___ Seçilen Metin

Emre Kongar'ın Resmi* İnternet Sitesi


Kitaplar

Green Bullet Makaleler

Green Bullet Articles in English

Sürekli Yazılar


 

AYDINLANMA

 

EMRE KONGAR

 

RASATHANEYİ BOMBALAMAK YA DA ÜNİVERSİTELERE EL KOYMAK

 

Zaman zaman düşünmüşümdür:

"Yıldırımlar yaratan bir ırkın" mı çocuklarıyız, yoksa "ünlü astronom ve matematikçi Takiyeddin Mehmed Efendi'nin Tophane'deki rasathanesini, denizden bombardıman ettirerek yıkan bir ırkın" mı?

Çökmüş bir sözde laik eğitim sistemi ve onun yerine geçirilmek istenen dinci, sözde bir imam-hatip düzeni, çocuklarımızı hem kara cahil, hem de dogmatik düşünceye yatkın bir biçimde yetiştirdiği için, ne kendi tarihimizi ne de dünya tarihini biliyoruz.

Çocuklarımıza Galile'yi biraz öğretiriz; o da yalan yanlış.

Ama Takiyeddin Mehmet Efendi'den söz etmeyiz.

Galile'nin yargılanışından otuz yıl kadar önce, Şeyhülislamın kışkırtmasıyla, III. Murat'ın, emrinde 12 kadar bilim insanı olan, çağının ileri araç ve gereçlerini kullanarak gökyüzünün sırlarını çözmeye çalışan Takiyeddin'in rasathanesini, "uğursuzluk getirir" diye, denizden, Kaptanı Derya Kılıç Ali Paşa'ya bombardıman ettirerek yıktırdığını kimse ne anımsar, ne okutur.

______
___ Seçilmiş Kayıtlar

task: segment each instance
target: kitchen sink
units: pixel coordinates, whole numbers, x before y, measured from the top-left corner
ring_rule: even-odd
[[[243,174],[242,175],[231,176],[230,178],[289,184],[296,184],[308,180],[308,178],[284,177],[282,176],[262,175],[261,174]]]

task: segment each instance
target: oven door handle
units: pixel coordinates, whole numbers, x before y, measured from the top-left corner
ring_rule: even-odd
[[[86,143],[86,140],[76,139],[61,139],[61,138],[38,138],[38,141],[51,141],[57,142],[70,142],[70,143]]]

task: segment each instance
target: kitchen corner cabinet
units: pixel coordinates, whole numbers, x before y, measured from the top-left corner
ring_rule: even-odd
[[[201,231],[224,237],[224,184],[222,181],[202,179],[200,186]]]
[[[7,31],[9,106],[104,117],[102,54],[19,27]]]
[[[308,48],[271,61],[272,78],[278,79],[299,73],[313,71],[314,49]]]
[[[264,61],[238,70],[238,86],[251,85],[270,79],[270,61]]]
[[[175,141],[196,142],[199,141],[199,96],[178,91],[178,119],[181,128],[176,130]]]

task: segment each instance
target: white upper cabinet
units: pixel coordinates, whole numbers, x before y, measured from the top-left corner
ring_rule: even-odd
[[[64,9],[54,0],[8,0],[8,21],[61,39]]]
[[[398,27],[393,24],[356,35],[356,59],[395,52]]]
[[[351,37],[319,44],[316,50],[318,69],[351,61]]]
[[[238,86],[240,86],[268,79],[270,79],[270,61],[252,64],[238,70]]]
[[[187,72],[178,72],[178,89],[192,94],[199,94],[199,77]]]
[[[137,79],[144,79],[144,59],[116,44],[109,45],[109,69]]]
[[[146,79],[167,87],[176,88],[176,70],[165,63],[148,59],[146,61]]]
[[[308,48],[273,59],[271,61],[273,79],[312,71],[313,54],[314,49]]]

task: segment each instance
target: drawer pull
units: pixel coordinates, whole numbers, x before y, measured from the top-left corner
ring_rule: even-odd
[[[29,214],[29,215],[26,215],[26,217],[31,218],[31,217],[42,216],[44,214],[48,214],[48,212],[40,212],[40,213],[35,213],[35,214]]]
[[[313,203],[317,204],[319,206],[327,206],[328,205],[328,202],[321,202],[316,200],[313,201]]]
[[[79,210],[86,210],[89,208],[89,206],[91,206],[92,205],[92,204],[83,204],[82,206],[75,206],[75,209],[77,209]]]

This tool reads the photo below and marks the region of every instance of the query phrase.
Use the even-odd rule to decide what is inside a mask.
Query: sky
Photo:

______

» Çalışmanın Amacı
Kayıtlardan önce yer alan seçilen metni, tek bir harfini dahi değiştirmeden, baştan sona yineleyiniz.

» Çözüm Aşağıdadır
Emre Kongar'ın Resmi* İnternet Sitesi


Kitaplar

Green Bullet Makaleler

Green Bullet Articles in English

Sürekli Yazılar


 

AYDINLANMA

 

EMRE KONGAR

 

RASATHANEYİ BOMBALAMAK YA DA ÜNİVERSİTELERE EL KOYMAK

 

Zaman zaman düşünmüşümdür:

"Yıldırımlar yaratan bir ırkın" mı çocuklarıyız, yoksa "ünlü astronom ve matematikçi Takiyeddin Mehmed Efendi'nin Tophane'deki rasathanesini, denizden bombardıman ettirerek yıkan bir ırkın" mı?

Çökmüş bir sözde laik eğitim sistemi ve onun yerine geçirilmek istenen dinci, sözde bir imam-hatip düzeni, çocuklarımızı hem kara cahil, hem de dogmatik düşünceye yatkın bir biçimde yetiştirdiği için, ne kendi tarihimizi ne de dünya tarihini biliyoruz.

Çocuklarımıza Galile'yi biraz öğretiriz; o da yalan yanlış.

Ama Takiyeddin Mehmet Efendi'den söz etmeyiz.

Galile'nin yargılanışından otuz yıl kadar önce, Şeyhülislamın kışkırtmasıyla, III. Murat'ın, emrinde 12 kadar bilim insanı olan, çağının ileri araç ve gereçlerini kullanarak gökyüzünün sırlarını çözmeye çalışan Takiyeddin'in rasathanesini, "uğursuzluk getirir" diye, denizden, Kaptanı Derya Kılıç Ali Paşa'ya bombardıman ettirerek yıktırdığını kimse ne anımsar, ne okutur.